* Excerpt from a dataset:
□ □ □ □ □
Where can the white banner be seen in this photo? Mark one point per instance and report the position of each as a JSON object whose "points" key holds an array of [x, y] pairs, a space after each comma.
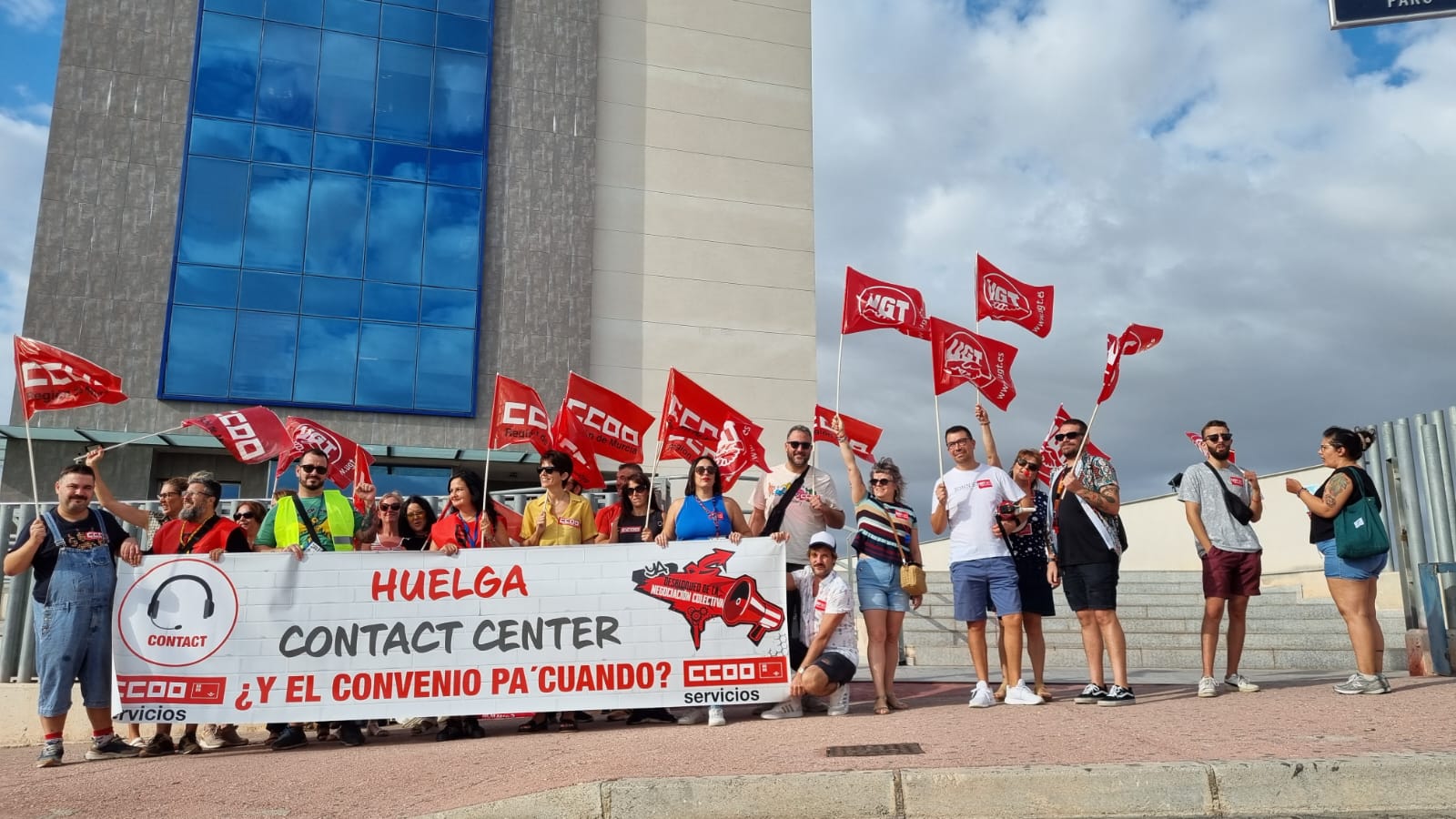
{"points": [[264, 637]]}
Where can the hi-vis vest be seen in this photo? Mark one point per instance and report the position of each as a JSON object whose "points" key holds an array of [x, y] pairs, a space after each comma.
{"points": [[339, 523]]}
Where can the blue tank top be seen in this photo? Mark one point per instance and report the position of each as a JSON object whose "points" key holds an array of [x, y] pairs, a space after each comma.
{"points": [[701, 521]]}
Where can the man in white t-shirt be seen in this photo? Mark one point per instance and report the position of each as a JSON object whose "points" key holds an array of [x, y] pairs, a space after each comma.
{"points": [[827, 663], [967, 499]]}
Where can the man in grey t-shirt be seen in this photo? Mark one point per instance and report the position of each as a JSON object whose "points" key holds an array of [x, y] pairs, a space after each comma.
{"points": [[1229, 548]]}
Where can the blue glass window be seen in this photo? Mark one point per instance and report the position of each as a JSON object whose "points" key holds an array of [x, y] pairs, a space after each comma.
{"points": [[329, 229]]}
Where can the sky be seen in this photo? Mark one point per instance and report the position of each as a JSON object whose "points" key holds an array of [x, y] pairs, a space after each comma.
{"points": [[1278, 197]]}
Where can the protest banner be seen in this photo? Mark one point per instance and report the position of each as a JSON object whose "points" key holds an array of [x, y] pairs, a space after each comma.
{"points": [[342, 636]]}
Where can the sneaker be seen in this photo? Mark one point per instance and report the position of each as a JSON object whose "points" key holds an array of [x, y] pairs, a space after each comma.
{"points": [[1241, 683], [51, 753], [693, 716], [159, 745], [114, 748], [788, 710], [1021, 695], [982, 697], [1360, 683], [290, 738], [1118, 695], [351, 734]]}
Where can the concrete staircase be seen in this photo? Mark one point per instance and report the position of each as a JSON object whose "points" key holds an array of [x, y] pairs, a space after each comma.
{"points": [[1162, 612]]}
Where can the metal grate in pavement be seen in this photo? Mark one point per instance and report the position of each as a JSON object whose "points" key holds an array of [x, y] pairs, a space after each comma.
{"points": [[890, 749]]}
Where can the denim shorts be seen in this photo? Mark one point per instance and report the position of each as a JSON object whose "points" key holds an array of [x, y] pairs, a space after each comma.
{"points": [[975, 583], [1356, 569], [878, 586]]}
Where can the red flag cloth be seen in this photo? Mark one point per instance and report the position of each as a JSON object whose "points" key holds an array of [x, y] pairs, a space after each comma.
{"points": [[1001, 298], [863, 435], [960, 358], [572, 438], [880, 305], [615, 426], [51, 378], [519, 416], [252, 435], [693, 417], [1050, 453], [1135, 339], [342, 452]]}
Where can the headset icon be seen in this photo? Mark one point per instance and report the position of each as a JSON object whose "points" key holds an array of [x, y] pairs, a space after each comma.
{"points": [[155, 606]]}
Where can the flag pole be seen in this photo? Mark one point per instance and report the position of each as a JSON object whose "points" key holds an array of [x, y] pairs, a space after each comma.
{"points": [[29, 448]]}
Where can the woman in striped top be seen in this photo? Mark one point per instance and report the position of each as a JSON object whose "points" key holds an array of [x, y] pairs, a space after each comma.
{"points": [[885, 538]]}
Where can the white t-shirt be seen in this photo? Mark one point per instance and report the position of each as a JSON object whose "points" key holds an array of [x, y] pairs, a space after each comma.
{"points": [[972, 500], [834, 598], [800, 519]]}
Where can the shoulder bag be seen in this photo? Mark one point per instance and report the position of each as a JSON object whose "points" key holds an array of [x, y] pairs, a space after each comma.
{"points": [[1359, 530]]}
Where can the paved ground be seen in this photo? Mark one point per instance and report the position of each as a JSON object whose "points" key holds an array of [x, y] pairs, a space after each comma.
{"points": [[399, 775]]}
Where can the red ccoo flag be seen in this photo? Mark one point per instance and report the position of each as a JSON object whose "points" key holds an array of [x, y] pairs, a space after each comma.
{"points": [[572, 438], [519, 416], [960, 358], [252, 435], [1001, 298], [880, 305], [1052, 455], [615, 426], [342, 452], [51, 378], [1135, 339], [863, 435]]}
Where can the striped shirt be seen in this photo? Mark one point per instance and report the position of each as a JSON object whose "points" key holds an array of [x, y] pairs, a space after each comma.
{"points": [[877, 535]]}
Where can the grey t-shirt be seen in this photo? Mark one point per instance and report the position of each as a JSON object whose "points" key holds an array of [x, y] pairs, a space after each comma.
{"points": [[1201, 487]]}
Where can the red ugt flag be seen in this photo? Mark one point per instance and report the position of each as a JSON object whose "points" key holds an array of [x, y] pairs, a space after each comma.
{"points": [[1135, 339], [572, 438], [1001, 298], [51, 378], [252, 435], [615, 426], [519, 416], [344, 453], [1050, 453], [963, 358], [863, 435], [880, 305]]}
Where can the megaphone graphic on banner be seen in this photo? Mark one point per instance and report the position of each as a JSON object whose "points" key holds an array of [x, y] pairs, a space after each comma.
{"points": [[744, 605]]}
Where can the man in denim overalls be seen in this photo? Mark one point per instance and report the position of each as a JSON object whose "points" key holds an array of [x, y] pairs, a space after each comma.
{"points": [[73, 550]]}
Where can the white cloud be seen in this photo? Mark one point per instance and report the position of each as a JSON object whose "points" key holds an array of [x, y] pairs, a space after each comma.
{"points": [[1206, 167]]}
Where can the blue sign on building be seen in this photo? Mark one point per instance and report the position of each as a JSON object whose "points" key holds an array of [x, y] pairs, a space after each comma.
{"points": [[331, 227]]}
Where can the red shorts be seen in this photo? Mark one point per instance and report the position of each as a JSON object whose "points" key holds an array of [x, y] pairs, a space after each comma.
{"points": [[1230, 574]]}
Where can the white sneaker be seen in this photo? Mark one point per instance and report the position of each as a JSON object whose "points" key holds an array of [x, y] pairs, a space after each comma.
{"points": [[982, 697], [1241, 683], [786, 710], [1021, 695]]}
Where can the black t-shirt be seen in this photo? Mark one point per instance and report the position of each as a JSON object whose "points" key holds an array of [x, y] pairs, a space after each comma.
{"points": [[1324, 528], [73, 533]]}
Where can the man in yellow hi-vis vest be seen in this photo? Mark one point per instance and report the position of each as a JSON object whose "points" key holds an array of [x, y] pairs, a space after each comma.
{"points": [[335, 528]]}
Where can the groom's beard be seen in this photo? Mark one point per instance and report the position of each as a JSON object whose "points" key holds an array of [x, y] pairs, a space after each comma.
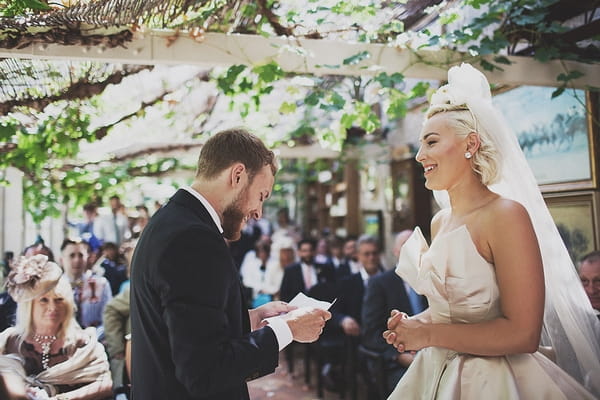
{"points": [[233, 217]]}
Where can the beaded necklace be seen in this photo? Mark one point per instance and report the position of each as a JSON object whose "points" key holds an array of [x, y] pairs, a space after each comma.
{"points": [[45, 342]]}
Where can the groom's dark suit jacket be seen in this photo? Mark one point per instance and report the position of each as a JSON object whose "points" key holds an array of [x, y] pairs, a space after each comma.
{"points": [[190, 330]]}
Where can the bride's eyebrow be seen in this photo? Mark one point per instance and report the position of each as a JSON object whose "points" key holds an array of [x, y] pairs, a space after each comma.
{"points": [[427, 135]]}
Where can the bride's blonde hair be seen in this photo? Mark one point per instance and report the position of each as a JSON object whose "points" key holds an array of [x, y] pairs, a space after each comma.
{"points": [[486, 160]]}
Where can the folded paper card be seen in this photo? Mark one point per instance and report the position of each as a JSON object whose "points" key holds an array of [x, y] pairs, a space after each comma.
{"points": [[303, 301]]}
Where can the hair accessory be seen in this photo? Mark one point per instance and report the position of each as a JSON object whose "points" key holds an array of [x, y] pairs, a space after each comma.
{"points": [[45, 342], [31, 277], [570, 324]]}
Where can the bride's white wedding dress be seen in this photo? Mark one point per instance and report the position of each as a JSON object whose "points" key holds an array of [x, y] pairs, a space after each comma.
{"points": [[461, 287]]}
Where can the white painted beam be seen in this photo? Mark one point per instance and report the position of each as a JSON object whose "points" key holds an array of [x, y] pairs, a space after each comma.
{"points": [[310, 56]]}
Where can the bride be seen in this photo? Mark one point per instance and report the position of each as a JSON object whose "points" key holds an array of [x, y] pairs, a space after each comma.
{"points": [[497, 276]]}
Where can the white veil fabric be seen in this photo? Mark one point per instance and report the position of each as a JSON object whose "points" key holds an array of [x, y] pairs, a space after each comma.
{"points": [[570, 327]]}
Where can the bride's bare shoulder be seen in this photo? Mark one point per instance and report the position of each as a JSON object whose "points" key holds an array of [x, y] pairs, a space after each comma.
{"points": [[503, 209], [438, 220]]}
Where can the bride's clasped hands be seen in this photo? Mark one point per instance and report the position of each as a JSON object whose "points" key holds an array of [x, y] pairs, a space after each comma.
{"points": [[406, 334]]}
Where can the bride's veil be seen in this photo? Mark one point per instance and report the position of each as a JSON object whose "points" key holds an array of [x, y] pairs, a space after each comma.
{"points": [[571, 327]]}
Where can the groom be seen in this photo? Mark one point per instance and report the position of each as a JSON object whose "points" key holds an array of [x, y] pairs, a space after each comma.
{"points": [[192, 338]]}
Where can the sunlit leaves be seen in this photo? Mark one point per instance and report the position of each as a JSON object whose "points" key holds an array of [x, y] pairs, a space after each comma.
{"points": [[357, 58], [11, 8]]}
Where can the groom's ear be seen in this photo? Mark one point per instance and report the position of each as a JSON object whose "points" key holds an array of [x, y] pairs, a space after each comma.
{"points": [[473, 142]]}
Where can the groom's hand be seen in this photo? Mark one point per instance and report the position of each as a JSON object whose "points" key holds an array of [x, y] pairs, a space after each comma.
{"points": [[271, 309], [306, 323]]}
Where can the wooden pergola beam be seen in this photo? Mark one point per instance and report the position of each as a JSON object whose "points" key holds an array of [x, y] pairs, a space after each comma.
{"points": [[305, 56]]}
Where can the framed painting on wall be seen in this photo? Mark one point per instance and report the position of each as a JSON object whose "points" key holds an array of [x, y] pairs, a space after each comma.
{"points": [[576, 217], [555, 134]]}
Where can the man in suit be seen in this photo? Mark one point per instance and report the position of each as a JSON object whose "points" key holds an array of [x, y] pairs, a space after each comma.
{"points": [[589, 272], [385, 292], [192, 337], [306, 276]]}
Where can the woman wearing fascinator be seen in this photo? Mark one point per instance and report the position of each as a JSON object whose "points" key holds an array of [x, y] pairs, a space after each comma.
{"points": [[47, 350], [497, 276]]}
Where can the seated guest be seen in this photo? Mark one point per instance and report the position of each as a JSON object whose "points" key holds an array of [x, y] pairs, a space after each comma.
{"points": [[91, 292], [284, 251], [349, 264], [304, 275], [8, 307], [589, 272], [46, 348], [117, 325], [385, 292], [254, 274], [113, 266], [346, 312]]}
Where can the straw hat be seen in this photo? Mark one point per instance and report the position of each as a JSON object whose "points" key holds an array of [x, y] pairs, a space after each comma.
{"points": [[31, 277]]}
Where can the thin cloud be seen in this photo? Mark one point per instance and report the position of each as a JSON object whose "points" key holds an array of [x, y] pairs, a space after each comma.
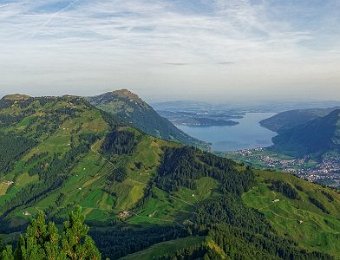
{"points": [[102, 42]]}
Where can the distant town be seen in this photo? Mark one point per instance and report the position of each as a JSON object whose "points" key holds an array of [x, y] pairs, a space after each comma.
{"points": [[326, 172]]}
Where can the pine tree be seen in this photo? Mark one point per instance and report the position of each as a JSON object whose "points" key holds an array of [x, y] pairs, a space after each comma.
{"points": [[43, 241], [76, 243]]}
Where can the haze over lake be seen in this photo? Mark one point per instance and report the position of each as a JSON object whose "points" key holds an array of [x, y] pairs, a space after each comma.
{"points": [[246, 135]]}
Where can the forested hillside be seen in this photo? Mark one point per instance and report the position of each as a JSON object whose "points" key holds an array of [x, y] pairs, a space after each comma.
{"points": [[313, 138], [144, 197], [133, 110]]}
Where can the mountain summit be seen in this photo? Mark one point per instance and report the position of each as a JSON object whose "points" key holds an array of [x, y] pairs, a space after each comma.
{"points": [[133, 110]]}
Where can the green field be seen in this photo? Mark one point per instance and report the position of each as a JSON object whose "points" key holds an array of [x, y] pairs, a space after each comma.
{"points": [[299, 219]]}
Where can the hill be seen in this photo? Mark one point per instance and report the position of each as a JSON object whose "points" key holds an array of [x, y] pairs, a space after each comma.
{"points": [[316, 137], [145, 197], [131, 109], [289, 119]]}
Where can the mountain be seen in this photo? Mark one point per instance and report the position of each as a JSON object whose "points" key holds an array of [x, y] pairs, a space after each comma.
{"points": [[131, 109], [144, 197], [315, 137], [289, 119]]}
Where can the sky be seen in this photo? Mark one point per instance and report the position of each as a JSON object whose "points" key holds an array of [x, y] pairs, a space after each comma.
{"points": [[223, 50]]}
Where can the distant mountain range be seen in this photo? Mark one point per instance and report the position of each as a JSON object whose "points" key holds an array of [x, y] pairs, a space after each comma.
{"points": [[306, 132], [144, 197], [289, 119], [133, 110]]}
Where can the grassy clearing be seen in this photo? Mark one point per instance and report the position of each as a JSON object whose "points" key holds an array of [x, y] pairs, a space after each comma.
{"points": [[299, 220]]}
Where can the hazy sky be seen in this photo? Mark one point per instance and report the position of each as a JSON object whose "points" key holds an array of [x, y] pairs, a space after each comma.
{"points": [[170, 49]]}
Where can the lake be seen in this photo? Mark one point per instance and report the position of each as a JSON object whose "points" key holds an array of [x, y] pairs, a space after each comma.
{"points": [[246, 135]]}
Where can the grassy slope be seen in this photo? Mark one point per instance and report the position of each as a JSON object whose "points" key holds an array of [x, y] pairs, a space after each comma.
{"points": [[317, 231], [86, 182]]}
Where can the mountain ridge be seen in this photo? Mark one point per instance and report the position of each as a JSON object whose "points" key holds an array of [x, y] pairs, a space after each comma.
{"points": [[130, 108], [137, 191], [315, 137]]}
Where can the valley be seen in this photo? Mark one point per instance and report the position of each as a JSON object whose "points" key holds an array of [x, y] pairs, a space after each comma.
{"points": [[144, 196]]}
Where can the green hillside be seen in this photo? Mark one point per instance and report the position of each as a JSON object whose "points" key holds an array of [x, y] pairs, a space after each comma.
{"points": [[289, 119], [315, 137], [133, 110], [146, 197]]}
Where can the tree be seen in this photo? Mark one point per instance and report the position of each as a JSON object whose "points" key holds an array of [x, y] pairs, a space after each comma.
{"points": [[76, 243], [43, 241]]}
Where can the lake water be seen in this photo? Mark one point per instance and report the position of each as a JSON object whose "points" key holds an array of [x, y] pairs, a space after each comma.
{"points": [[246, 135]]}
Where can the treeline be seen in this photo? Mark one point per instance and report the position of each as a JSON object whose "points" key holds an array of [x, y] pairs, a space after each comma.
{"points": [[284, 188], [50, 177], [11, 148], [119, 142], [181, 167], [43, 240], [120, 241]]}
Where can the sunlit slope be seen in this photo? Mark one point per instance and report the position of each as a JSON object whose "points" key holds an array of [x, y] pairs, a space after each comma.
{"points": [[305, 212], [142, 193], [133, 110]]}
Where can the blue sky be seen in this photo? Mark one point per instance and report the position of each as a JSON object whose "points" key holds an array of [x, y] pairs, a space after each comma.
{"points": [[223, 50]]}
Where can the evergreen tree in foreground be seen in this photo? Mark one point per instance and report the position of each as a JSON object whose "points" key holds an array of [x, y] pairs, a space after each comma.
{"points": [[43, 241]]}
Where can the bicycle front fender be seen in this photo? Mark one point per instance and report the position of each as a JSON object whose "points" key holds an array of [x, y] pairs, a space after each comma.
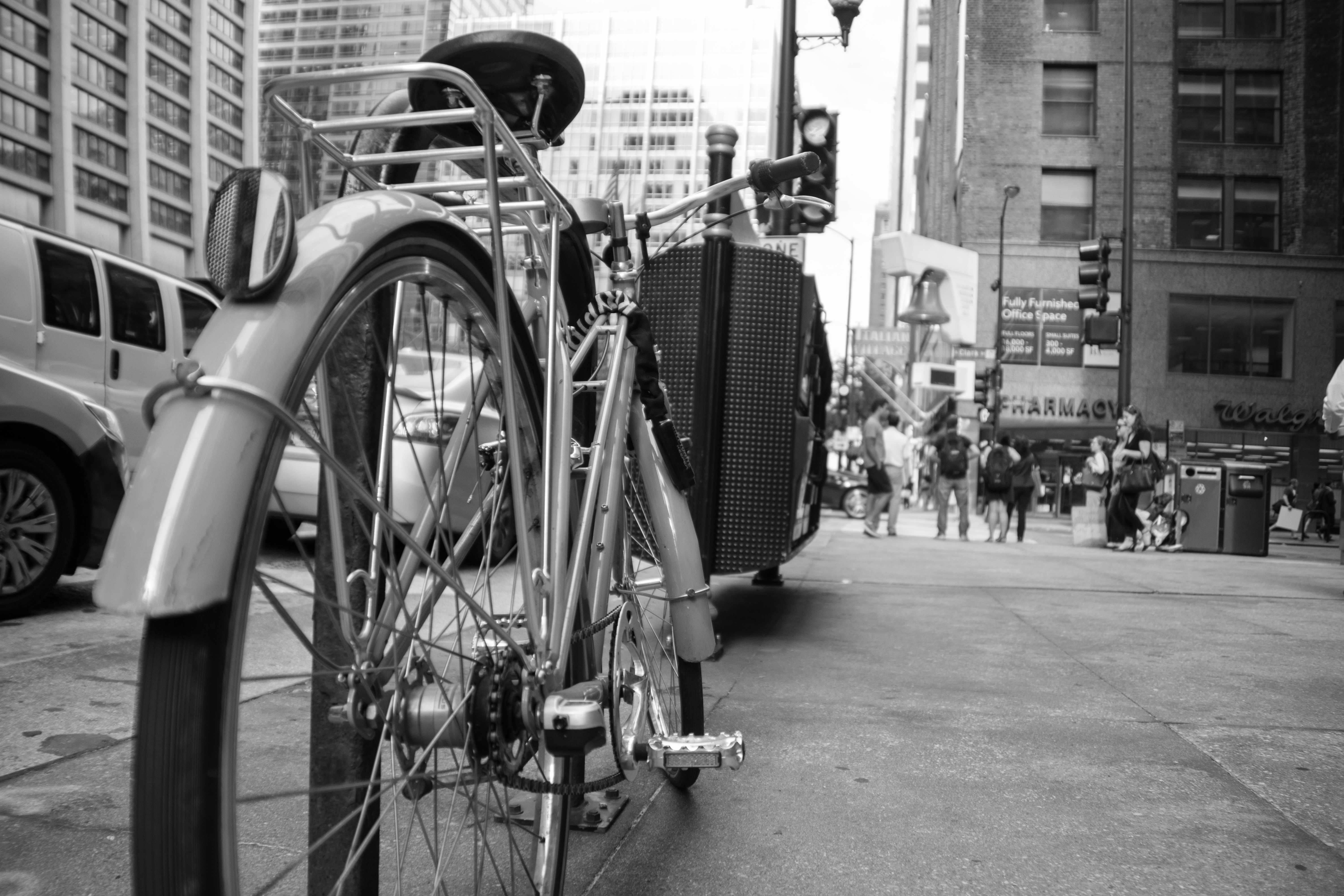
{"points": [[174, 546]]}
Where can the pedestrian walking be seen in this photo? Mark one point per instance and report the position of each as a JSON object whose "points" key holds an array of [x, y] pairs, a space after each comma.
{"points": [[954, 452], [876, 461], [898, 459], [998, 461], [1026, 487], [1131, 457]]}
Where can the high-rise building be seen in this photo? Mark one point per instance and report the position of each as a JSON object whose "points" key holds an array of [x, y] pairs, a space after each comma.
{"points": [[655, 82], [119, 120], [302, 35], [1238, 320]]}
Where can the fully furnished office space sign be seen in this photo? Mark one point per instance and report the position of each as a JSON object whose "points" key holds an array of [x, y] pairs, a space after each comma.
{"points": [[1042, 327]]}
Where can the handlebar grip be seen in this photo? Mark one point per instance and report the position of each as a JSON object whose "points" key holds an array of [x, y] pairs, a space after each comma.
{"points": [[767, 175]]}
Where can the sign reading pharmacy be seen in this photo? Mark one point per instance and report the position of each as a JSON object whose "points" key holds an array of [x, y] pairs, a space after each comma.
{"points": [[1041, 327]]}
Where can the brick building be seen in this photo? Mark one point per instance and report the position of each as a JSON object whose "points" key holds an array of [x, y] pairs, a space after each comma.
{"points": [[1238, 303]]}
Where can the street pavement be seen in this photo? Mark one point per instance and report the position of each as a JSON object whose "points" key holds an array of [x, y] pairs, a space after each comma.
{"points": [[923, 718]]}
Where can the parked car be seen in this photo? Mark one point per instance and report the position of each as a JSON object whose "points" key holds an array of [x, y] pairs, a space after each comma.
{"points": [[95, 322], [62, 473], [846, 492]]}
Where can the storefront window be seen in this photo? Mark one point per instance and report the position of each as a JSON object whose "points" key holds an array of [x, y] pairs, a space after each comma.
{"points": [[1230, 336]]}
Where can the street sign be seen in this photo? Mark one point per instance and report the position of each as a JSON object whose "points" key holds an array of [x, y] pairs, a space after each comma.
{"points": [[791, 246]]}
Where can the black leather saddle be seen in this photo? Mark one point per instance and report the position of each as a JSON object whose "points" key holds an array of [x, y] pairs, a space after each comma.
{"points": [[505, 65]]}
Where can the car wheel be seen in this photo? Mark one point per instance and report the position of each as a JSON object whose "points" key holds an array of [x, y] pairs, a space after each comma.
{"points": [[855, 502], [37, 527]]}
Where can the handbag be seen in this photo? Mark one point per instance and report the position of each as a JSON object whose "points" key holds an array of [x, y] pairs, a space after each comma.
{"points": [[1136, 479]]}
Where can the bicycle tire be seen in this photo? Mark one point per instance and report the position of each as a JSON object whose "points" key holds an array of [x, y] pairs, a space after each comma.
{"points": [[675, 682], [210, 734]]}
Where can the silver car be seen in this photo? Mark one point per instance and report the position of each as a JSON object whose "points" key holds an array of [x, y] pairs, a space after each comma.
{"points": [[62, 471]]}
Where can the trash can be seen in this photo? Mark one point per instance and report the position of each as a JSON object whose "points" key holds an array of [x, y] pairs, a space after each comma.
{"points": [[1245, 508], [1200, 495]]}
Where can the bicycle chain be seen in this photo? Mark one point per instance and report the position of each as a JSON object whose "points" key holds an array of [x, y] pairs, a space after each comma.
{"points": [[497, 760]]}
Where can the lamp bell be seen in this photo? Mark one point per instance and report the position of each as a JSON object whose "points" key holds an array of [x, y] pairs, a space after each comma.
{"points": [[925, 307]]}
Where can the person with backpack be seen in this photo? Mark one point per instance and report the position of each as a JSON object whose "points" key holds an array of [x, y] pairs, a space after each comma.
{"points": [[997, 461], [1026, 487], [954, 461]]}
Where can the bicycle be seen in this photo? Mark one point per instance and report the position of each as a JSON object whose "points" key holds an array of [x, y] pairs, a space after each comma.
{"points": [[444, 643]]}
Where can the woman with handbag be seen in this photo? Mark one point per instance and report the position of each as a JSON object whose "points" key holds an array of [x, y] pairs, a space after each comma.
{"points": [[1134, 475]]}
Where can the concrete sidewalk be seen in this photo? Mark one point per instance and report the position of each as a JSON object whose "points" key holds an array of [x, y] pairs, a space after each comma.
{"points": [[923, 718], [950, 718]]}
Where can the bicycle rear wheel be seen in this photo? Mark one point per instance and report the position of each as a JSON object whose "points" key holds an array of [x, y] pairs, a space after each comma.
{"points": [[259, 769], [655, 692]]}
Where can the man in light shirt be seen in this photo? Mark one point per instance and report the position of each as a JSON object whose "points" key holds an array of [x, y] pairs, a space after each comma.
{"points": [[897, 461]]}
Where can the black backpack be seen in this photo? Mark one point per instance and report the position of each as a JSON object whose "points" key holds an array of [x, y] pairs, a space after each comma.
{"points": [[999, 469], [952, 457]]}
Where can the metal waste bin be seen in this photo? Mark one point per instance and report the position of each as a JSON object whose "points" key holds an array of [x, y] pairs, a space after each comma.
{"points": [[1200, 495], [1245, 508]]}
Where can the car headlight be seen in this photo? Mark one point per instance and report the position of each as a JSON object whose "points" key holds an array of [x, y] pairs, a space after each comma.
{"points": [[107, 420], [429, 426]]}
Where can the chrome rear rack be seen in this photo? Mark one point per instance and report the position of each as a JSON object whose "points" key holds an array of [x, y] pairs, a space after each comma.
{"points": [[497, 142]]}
□ □ □ □ □
* GIVEN REQUEST:
Set out exactly the run of lines that begins at the line holding "Where can the car headlight" and ends at the last line of the data.

* FULL RESPONSE:
Where can the car headlight be seen in this photo? Mark one point per instance and report the position of each as a JSON object whose "points" key holds an array of [x, y] pairs, a space after each comma.
{"points": [[107, 420], [429, 426]]}
Where can the chrome rear rack be seen in this photo? Mark one point per instance and report the position of each as a JSON object whose "points" key holds an array of [x, y] pairs, a space after each comma.
{"points": [[497, 142]]}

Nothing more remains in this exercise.